Information given |
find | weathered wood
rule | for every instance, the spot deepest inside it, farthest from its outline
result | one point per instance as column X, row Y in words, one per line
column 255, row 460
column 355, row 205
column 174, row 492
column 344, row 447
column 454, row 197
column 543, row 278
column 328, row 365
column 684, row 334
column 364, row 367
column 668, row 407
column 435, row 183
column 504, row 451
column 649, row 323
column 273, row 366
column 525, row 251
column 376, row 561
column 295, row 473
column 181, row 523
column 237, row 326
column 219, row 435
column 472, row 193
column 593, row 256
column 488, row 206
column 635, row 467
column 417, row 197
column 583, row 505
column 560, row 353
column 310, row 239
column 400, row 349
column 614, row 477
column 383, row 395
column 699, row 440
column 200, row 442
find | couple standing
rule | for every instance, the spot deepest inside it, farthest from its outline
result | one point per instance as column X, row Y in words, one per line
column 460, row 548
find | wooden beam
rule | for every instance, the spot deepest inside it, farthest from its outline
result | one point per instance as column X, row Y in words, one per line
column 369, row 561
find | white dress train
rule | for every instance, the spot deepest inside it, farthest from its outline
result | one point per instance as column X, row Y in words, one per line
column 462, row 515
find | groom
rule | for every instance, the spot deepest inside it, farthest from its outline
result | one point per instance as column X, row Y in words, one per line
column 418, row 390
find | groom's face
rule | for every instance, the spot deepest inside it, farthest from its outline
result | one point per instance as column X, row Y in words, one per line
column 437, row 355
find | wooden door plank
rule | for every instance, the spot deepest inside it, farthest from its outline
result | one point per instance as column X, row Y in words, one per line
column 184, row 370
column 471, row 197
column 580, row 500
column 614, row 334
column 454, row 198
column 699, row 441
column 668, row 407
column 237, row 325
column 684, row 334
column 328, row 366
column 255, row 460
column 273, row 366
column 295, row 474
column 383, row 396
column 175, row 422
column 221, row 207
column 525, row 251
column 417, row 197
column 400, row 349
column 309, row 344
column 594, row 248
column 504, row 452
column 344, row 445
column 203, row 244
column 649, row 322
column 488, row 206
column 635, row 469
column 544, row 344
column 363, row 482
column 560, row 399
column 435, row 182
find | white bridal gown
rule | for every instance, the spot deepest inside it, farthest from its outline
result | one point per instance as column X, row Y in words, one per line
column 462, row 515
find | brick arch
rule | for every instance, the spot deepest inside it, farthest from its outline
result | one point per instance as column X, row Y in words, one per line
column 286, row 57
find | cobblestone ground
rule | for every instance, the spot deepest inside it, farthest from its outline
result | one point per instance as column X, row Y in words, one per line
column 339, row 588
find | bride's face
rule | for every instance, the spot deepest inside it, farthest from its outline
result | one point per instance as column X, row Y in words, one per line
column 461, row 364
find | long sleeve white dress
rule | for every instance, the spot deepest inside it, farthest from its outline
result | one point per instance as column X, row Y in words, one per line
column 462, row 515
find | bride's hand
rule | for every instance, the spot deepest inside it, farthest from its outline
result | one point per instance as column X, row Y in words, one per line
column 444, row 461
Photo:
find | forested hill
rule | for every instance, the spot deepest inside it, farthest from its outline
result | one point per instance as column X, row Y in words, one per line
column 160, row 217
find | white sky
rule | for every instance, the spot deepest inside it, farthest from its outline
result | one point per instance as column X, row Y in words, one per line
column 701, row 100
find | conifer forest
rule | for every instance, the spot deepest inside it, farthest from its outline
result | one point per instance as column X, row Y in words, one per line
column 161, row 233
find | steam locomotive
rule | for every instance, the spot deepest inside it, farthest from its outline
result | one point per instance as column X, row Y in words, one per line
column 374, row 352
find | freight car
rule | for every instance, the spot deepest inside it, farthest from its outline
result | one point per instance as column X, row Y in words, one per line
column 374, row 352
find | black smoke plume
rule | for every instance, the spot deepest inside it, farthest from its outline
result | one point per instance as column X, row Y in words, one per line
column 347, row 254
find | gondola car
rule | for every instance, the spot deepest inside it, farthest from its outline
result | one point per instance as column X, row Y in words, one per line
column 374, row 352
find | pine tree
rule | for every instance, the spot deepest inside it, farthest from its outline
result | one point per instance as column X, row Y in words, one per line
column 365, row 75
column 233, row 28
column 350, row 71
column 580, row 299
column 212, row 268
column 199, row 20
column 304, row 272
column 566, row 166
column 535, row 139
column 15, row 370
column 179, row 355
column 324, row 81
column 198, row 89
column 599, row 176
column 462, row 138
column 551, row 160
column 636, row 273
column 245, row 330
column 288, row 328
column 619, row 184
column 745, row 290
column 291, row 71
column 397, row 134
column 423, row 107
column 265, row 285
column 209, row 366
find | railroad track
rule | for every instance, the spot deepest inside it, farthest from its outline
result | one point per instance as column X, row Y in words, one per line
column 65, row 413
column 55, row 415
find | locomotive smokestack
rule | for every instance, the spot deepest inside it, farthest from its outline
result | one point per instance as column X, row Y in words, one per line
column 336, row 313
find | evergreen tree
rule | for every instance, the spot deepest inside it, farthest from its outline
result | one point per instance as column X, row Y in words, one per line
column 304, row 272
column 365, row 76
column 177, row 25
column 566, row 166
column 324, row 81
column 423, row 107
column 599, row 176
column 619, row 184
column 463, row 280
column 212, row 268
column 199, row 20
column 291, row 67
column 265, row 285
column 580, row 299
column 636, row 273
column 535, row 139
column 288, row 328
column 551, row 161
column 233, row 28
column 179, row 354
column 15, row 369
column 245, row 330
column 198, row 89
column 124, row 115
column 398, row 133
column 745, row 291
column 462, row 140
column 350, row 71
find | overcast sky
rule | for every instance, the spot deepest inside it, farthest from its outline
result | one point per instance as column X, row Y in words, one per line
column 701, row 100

Your assignment |
Retype every line of the material above without altering anything.

Response to this task |
find | weathered wood
rule | for every instance, the spot deepest inside it, farthest from its outline
result | one point per instance as column X, row Y in words, one per line
column 255, row 460
column 355, row 205
column 174, row 492
column 344, row 447
column 454, row 197
column 543, row 278
column 328, row 365
column 684, row 334
column 364, row 367
column 668, row 407
column 435, row 183
column 504, row 451
column 649, row 323
column 273, row 366
column 525, row 251
column 376, row 561
column 295, row 473
column 181, row 523
column 237, row 326
column 219, row 435
column 472, row 193
column 593, row 256
column 488, row 206
column 635, row 467
column 417, row 197
column 583, row 505
column 560, row 353
column 310, row 239
column 400, row 349
column 614, row 477
column 383, row 395
column 699, row 440
column 200, row 442
find | couple standing
rule | for every instance, the spot deepest inside it, farthest from its outline
result | one point per instance as column X, row Y in words, one per line
column 460, row 548
find | wooden beam
rule | for every instance, the spot deepest inside it, farthest from its outline
result | one point per instance as column X, row Y in words, one per line
column 369, row 561
find | white dress train
rule | for every instance, the spot deepest inside it, farthest from its outline
result | one point per instance as column X, row Y in words, one per line
column 462, row 515
find | groom
rule | for every instance, the spot deepest inside it, farthest from its outline
result | one point per instance as column X, row Y in words, one per line
column 418, row 390
find | groom's face
rule | for every instance, the spot deepest inside it, farthest from its outline
result | one point per instance as column X, row Y in words, one per line
column 437, row 355
find | wooden door plank
rule | for every instance, the spot deepest inside it, farthest from its outline
result | one point per instance as column X, row Y in words, one per line
column 184, row 370
column 471, row 197
column 580, row 500
column 614, row 334
column 454, row 198
column 699, row 441
column 668, row 407
column 237, row 325
column 684, row 334
column 328, row 366
column 255, row 460
column 273, row 366
column 295, row 474
column 383, row 396
column 175, row 422
column 221, row 207
column 525, row 251
column 417, row 197
column 400, row 349
column 309, row 344
column 594, row 248
column 504, row 452
column 344, row 445
column 203, row 244
column 649, row 322
column 488, row 206
column 635, row 469
column 544, row 344
column 363, row 482
column 560, row 399
column 435, row 182
find | white bridal gown
rule | for every instance, the spot deepest inside it, farthest from its outline
result | one point per instance as column X, row Y in words, one per line
column 462, row 515
find | brick arch
rule | for every instance, the spot deepest inside it, farthest from its outline
result | one point per instance as column X, row Y in words, one per line
column 286, row 57
find | cobblestone ground
rule | for every instance, the spot deepest inside it, farthest from its outline
result | one point per instance as column X, row Y in words, one per line
column 339, row 588
find | bride's face
rule | for every instance, the spot deepest inside it, farthest from its outline
result | one point per instance as column X, row Y in words, one per line
column 461, row 364
find | long sleeve white dress
rule | for every instance, the spot deepest inside it, farthest from its outline
result | one point per instance as column X, row Y in words, one per line
column 462, row 515
find | bride's hand
rule | for every instance, the spot deepest inside it, farthest from its outline
result | one point per instance as column X, row Y in words, one per line
column 444, row 461
Photo:
find | forested hill
rule | for every instance, the spot deepest inside it, farthest from its outline
result | one point per instance as column X, row Y in words, one per line
column 160, row 217
find | white sky
rule | for every instance, the spot deepest inside it, farthest from its outline
result | one point per instance as column X, row Y in words, one per line
column 701, row 100
find | conifer forest
rule | for every instance, the spot deepest inside it, farthest from its outline
result | one point per instance as column X, row Y in words, one per line
column 161, row 233
find | steam locomotive
rule | for every instance, the spot deepest inside it, farthest from its outline
result | one point per instance as column X, row Y in words, one per line
column 374, row 352
find | freight car
rule | for every instance, the spot deepest inside it, farthest from its outline
result | one point per instance as column X, row Y in words, one per line
column 374, row 352
find | black smoke plume
rule | for every instance, the spot deepest inside it, farthest from its outline
result | one point per instance as column X, row Y in words, one per line
column 347, row 254
find | gondola car
rule | for every instance, the spot deepest inside it, farthest from its outline
result | one point per instance as column X, row Y in words, one per line
column 374, row 352
find | pine tree
rule | for every instance, the spot deepest inside it, farthest from its outline
result | one point per instance as column X, row Y in words, one per line
column 365, row 75
column 233, row 28
column 350, row 71
column 580, row 299
column 212, row 268
column 199, row 20
column 304, row 272
column 566, row 166
column 535, row 139
column 15, row 370
column 179, row 355
column 324, row 81
column 198, row 89
column 599, row 176
column 462, row 138
column 551, row 160
column 636, row 273
column 245, row 330
column 288, row 328
column 619, row 184
column 745, row 290
column 291, row 71
column 397, row 134
column 423, row 107
column 265, row 285
column 209, row 366
find | railroad track
rule | for every instance, the spot deepest inside it, farthest from its outline
result | one point per instance as column X, row Y in words, one per line
column 65, row 413
column 55, row 415
find | locomotive smokestack
rule | for every instance, the spot deepest inside it, farthest from its outline
result | one point per instance as column X, row Y in words, one per line
column 336, row 313
find | evergreen tree
rule | for every instance, the spot deepest inside it, farthest from its outline
result | one point per instance as column X, row Y in words, one per line
column 304, row 272
column 365, row 76
column 177, row 25
column 566, row 166
column 324, row 81
column 423, row 107
column 599, row 176
column 619, row 184
column 463, row 280
column 212, row 268
column 199, row 20
column 291, row 67
column 265, row 285
column 580, row 299
column 636, row 273
column 535, row 139
column 288, row 328
column 551, row 161
column 233, row 28
column 179, row 354
column 15, row 369
column 245, row 330
column 198, row 89
column 124, row 115
column 398, row 133
column 745, row 291
column 462, row 140
column 350, row 71
find | overcast sky
rule | for every instance, the spot deepest inside it, farthest from its outline
result | one point per instance as column X, row Y in words, one per line
column 701, row 100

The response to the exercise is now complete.